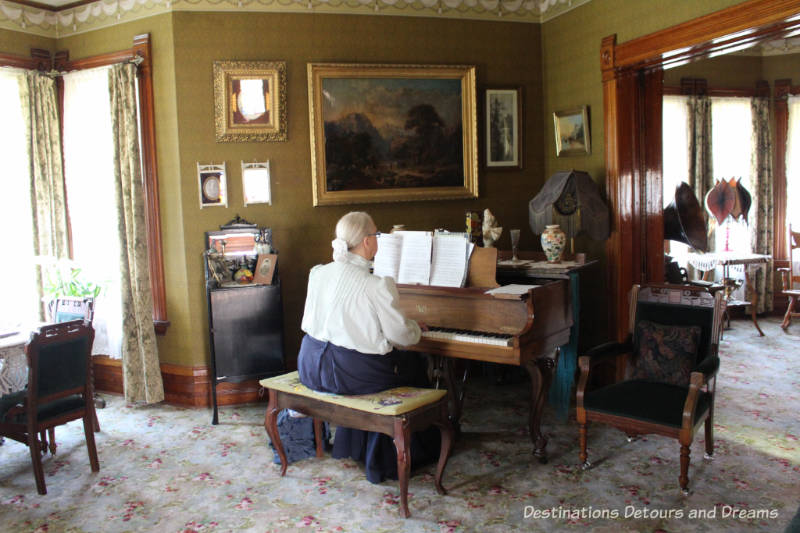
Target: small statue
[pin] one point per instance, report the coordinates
(491, 231)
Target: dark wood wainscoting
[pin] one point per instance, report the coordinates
(183, 385)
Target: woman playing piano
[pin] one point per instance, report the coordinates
(353, 325)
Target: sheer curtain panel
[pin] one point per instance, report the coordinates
(93, 206)
(19, 275)
(141, 369)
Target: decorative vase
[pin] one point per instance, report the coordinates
(553, 241)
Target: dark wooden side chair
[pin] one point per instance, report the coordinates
(64, 309)
(791, 281)
(671, 362)
(59, 390)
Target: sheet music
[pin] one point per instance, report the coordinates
(415, 257)
(387, 260)
(514, 289)
(450, 260)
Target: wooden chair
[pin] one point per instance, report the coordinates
(59, 390)
(791, 280)
(64, 309)
(671, 365)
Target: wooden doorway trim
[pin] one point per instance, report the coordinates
(632, 120)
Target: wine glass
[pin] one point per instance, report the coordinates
(514, 243)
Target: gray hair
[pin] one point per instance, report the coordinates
(353, 227)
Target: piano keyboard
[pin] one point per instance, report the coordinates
(475, 337)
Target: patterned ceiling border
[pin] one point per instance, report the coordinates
(105, 13)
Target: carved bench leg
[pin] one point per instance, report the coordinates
(683, 479)
(271, 425)
(402, 441)
(447, 435)
(318, 436)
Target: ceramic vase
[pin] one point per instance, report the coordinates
(553, 241)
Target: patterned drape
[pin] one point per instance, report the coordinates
(140, 364)
(43, 138)
(762, 220)
(701, 175)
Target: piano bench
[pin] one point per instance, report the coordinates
(395, 412)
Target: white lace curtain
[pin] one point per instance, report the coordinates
(93, 209)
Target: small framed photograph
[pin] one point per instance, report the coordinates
(255, 183)
(572, 131)
(250, 101)
(212, 185)
(504, 128)
(265, 269)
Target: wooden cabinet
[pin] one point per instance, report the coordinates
(245, 320)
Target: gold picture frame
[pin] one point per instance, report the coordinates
(572, 131)
(392, 133)
(250, 101)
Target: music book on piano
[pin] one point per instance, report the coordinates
(420, 258)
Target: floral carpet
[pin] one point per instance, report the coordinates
(168, 469)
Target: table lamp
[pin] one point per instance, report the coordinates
(572, 200)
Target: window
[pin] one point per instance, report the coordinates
(793, 164)
(17, 270)
(16, 201)
(91, 197)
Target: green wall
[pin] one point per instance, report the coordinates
(556, 63)
(13, 42)
(301, 232)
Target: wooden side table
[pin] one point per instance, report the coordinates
(706, 263)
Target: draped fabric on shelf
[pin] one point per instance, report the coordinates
(43, 138)
(762, 222)
(140, 364)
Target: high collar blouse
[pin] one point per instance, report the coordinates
(352, 308)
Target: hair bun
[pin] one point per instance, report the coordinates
(339, 249)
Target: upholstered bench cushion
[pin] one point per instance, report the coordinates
(389, 402)
(660, 403)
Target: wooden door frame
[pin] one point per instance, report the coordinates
(632, 99)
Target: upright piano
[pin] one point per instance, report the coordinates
(524, 330)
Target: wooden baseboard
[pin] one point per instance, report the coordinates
(183, 385)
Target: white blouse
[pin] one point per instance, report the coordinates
(350, 307)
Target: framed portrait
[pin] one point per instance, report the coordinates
(572, 131)
(256, 183)
(250, 101)
(212, 185)
(392, 133)
(265, 269)
(504, 128)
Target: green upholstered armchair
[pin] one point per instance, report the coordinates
(59, 390)
(671, 362)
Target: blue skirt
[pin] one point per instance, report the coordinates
(326, 367)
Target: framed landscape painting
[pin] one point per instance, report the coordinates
(389, 133)
(572, 131)
(503, 129)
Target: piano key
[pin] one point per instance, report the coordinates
(475, 337)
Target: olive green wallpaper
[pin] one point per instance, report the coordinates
(13, 42)
(301, 232)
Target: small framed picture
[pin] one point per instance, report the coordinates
(503, 128)
(250, 101)
(265, 269)
(255, 183)
(212, 184)
(572, 131)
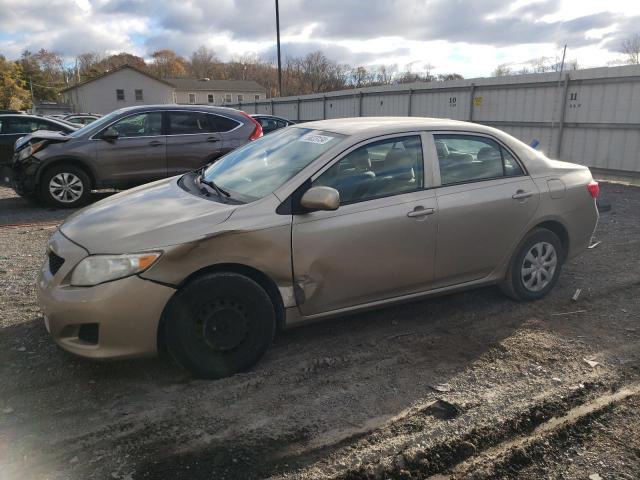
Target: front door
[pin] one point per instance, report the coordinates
(137, 156)
(192, 141)
(485, 202)
(380, 243)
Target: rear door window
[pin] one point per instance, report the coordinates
(469, 158)
(140, 125)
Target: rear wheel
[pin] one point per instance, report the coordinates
(535, 267)
(65, 186)
(219, 324)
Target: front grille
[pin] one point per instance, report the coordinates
(55, 262)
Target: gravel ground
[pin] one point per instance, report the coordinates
(431, 388)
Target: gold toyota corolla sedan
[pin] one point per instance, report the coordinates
(313, 221)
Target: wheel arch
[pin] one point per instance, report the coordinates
(261, 278)
(560, 230)
(76, 162)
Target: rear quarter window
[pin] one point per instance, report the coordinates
(222, 124)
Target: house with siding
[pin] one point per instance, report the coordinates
(127, 86)
(205, 91)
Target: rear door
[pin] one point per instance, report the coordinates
(192, 141)
(137, 156)
(485, 201)
(7, 139)
(380, 243)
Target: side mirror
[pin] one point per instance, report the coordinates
(110, 134)
(321, 198)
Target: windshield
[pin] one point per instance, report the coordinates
(97, 124)
(259, 168)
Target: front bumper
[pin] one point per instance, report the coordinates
(21, 179)
(6, 176)
(126, 311)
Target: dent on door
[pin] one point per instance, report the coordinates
(364, 252)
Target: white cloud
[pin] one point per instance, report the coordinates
(470, 37)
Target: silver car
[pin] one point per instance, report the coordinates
(310, 222)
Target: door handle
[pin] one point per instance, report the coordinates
(421, 212)
(521, 195)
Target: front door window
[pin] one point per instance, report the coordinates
(140, 125)
(378, 169)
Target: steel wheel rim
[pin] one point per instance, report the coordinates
(223, 325)
(66, 187)
(539, 266)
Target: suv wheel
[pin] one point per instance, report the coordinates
(535, 267)
(65, 186)
(219, 324)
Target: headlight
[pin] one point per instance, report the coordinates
(97, 269)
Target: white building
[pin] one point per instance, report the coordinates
(128, 86)
(216, 92)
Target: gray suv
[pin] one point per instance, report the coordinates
(128, 147)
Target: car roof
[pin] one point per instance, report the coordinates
(57, 121)
(177, 106)
(390, 125)
(267, 116)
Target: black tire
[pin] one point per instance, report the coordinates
(26, 195)
(514, 285)
(70, 171)
(219, 324)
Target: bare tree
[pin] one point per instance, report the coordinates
(631, 48)
(502, 70)
(167, 63)
(203, 63)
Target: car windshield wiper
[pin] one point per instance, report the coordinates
(211, 184)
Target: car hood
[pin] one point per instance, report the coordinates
(41, 135)
(154, 215)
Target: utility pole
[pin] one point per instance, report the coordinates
(279, 61)
(33, 102)
(551, 147)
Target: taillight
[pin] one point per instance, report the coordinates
(257, 131)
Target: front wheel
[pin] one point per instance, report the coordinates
(535, 267)
(65, 186)
(219, 324)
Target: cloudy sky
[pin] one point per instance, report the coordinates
(470, 37)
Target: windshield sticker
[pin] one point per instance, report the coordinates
(317, 139)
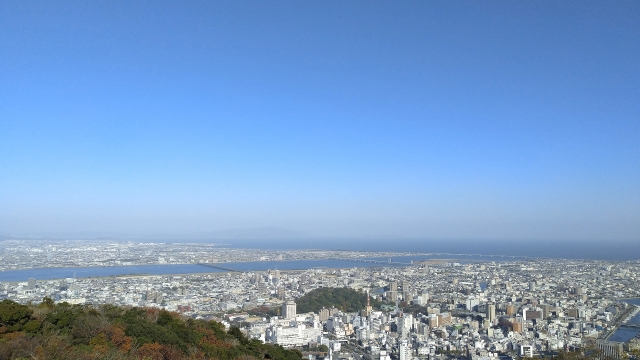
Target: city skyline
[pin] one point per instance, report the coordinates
(337, 120)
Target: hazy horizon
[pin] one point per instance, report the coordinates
(368, 120)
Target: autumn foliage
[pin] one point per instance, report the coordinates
(63, 331)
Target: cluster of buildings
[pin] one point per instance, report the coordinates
(478, 310)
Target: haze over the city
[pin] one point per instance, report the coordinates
(457, 120)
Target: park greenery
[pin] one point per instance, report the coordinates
(64, 331)
(344, 299)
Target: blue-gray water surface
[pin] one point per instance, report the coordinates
(626, 334)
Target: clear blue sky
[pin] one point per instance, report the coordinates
(430, 119)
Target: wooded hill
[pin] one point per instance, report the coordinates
(345, 299)
(63, 331)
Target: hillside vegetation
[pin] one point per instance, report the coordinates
(63, 331)
(345, 299)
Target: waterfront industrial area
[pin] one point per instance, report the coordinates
(431, 308)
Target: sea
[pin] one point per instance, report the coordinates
(626, 334)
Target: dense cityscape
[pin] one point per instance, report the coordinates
(427, 309)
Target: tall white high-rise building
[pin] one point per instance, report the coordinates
(405, 351)
(491, 311)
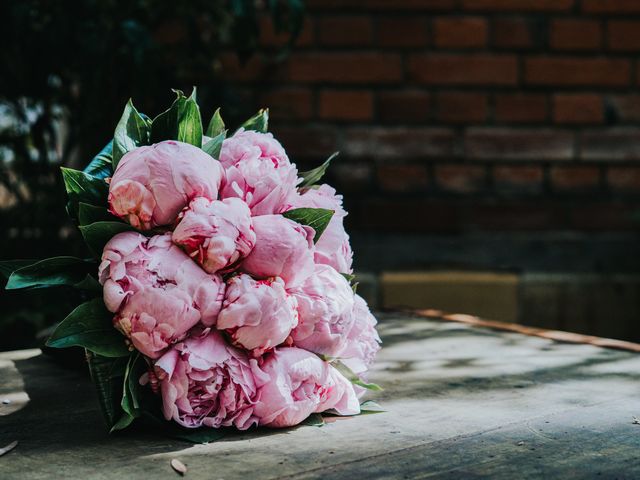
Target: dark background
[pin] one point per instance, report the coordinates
(490, 148)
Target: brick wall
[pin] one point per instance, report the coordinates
(463, 115)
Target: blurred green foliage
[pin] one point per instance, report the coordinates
(66, 70)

# # # # #

Without any pictures, write out the lines running from the one containing "Target: city skyline" through the end of the listing above, both included, exactly as given.

### EXERCISE ANSWER
Target: city skyline
[pin] one point per instance, report the coordinates
(337, 120)
Target: hazy horizon
[pin] one point per instance, report the coordinates
(368, 120)
Target: autumn foliage
[pin] one point per instance, report the coordinates
(63, 331)
Target: cluster of buildings
[pin] one point per instance, report the coordinates
(478, 310)
Target: haze over the city
[pin] one point per instance, report the coordinates
(457, 120)
Target: park greenery
[pin] one point per instance, report the coordinates
(64, 331)
(344, 299)
Target: blue-gray water surface
[pin] one point per instance, report the coordinates
(626, 334)
Target: clear blue sky
[pin] one point per instance, report the coordinates
(430, 119)
Target: wooded hill
[pin] one point per instance, report the coordinates
(345, 299)
(63, 331)
Target: hillside vegetation
[pin] one point per instance, report the coordinates
(63, 331)
(345, 299)
Target: waterfront industrial area
[pin] one point per instance, report the coordinates
(431, 308)
Target: sea
[pin] one point per instance, report the coordinates
(626, 334)
Target: dense cityscape
[pin] one point per instance, report the coordinates
(427, 309)
Target: tall white high-rise building
[pin] one point per instance, report the coordinates
(405, 351)
(491, 311)
Target: dark background
[pin] one point per instance, report the coordinates
(490, 148)
Target: brick wall
[pin] one point per instance, report the coordinates
(463, 115)
Target: blurred green foliage
[pin] one point per instance, report the coordinates
(66, 70)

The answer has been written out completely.